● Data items
_____

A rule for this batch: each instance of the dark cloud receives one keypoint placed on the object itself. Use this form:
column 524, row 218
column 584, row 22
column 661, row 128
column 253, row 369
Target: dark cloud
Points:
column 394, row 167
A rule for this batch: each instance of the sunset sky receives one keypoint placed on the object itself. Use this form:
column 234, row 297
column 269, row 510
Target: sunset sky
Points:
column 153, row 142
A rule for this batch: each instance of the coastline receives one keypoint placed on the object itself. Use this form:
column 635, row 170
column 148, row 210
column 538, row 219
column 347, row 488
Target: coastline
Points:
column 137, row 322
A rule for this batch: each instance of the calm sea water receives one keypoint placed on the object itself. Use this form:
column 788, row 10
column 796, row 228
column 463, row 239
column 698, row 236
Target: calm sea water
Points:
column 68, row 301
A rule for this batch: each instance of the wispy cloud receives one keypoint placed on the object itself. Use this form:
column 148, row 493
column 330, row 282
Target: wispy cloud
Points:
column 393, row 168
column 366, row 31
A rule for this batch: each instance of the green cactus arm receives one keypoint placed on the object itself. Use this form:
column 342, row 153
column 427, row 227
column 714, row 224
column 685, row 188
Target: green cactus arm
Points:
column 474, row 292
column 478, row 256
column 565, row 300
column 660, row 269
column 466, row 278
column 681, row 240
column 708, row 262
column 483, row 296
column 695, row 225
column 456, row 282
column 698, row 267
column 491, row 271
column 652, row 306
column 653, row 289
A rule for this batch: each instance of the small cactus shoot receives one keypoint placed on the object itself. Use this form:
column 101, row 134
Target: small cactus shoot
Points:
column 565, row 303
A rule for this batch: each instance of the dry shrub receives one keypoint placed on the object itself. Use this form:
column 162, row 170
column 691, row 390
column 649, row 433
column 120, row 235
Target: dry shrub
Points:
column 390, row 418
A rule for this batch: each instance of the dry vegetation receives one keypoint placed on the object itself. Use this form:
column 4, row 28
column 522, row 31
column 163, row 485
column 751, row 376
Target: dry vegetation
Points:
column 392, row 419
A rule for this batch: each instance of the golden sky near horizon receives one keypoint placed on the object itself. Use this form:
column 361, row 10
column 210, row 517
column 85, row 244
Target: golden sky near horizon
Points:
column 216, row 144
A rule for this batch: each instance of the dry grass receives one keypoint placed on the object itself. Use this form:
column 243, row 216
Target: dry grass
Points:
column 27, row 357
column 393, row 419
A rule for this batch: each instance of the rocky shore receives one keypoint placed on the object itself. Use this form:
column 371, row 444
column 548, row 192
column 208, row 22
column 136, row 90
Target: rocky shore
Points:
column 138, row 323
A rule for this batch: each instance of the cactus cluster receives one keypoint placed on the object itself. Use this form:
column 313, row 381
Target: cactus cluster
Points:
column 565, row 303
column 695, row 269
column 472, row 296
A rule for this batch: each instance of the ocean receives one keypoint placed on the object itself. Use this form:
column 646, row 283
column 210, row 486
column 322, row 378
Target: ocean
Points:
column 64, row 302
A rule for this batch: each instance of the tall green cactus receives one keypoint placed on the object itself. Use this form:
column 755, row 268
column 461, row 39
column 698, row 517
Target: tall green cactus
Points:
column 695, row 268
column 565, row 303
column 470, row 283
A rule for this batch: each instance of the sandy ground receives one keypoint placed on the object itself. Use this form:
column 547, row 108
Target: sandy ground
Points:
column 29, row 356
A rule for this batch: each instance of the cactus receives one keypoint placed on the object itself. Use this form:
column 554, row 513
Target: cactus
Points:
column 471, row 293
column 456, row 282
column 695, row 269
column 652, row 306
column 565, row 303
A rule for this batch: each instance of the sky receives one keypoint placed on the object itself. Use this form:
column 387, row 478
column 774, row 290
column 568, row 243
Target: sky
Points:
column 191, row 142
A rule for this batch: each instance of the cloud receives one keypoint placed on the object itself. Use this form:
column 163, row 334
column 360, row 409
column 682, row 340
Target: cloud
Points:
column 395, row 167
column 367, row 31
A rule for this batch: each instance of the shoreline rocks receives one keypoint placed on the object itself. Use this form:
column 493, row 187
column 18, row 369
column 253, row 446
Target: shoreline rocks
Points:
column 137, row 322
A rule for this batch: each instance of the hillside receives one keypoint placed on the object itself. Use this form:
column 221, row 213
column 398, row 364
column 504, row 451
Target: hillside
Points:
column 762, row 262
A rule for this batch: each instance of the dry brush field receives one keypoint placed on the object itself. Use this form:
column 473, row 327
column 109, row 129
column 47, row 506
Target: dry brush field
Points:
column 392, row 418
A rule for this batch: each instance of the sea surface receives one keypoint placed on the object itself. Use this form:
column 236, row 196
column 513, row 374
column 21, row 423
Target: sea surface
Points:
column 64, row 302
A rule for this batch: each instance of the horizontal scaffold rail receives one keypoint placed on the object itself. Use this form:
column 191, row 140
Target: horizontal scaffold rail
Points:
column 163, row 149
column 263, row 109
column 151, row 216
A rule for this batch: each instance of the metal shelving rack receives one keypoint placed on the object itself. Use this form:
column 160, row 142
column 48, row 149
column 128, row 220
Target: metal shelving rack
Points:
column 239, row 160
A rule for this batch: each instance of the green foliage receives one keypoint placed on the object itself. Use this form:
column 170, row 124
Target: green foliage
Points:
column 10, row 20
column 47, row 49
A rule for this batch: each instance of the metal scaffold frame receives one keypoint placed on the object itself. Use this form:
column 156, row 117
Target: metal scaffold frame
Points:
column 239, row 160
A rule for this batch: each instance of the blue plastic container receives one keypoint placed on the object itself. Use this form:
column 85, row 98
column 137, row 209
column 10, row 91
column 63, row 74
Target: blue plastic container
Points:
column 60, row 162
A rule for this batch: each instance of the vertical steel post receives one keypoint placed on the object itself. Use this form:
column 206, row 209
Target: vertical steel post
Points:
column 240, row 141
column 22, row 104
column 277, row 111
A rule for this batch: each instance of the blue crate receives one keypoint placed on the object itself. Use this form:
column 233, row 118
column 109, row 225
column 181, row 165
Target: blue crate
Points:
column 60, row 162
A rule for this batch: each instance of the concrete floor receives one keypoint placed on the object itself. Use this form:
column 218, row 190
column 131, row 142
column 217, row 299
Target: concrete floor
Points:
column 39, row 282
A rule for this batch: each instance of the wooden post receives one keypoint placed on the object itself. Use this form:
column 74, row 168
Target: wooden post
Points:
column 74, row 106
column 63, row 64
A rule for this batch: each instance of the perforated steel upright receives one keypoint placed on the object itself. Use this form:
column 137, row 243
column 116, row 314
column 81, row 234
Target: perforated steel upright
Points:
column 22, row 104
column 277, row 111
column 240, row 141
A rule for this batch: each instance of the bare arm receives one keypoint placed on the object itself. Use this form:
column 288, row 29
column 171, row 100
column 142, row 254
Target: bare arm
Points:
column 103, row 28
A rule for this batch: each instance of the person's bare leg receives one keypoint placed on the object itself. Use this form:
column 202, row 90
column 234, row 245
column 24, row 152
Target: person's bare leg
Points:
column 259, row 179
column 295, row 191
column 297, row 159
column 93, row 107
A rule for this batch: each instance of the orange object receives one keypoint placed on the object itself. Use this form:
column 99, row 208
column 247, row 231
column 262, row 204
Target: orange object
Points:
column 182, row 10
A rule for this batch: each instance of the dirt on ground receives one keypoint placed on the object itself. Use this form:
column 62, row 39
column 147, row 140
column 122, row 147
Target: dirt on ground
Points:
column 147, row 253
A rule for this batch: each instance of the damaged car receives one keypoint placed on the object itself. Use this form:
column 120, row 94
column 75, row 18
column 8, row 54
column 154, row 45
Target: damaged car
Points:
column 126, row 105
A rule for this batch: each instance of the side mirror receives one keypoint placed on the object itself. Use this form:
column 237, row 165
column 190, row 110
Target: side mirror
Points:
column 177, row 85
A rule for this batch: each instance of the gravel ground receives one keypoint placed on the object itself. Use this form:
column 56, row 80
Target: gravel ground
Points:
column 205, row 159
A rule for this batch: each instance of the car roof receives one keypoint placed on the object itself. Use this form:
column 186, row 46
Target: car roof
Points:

_____

● Exercise instructions
Reproduce the data verbatim, beginning with the line that contains "A rule for this batch: each instance of the damaged" and continuing through the line that contains "column 126, row 105".

● Answer to this task
A rule for this batch: each instance of the damaged car receives one keypoint placed on the object itself. Use this form:
column 120, row 94
column 75, row 18
column 8, row 54
column 154, row 45
Target: damaged car
Points:
column 126, row 105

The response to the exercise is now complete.